**Input rows:**
----

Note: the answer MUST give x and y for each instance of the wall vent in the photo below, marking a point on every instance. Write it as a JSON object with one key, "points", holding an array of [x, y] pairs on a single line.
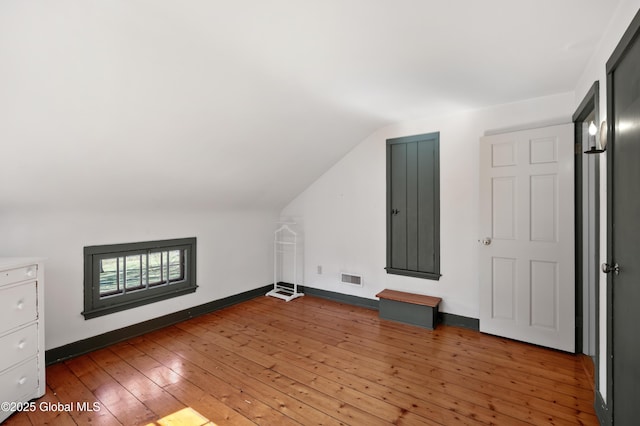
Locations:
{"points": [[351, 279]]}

----

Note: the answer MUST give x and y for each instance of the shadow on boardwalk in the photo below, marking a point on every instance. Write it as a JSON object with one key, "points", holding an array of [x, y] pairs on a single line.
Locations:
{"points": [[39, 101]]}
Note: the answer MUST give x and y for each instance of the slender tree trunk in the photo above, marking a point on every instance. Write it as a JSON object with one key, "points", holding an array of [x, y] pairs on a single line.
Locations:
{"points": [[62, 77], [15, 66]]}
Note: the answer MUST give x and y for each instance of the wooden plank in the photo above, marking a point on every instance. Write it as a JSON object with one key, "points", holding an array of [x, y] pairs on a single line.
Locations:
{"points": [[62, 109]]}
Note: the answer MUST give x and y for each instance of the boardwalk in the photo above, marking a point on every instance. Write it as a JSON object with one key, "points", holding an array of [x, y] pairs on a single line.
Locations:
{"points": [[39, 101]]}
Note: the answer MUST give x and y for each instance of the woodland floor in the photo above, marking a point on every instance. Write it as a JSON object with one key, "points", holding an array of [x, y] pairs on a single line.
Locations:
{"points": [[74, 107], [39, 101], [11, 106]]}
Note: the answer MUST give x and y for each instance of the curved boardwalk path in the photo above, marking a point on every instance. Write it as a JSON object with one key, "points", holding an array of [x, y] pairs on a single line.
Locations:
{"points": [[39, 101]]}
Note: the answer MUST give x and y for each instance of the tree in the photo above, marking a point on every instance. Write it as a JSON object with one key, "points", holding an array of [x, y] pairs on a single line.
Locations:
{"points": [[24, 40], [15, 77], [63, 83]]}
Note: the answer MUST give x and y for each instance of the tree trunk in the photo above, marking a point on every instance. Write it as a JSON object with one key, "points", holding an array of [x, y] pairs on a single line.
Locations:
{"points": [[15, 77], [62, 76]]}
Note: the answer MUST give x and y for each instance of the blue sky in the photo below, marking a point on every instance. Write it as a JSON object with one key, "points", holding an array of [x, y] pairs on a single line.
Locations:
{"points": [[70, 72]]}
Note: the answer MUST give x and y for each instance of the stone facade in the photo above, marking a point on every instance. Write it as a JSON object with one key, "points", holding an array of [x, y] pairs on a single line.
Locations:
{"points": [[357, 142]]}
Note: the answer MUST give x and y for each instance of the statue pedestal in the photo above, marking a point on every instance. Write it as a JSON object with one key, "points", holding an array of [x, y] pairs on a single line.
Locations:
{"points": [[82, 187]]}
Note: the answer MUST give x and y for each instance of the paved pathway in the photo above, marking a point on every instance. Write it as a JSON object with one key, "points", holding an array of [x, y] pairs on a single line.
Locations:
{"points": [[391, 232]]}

----

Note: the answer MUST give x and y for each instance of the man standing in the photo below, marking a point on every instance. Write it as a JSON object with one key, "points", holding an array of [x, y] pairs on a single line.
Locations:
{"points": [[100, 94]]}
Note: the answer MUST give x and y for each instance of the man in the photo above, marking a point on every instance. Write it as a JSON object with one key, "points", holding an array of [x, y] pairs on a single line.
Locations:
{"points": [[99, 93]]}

----

**Short exercise:** Please identify every line in the entries above that contains the string "trunk" and copy each one. Matching is case-sensitive.

**Answer:**
Note: the answer MUST give x and y for each instance of the slender tree trunk in the photo above, marking a point on every instance. Write it as a JSON object with one key, "points", holding an array of [x, y] pairs on a single line.
Note: the answer MUST give x and y for each instance of the tree trunk in the photo above, marking a point on every instance. Write it as a JSON object with one key, "points", holding an array of [x, y] pairs on a single line.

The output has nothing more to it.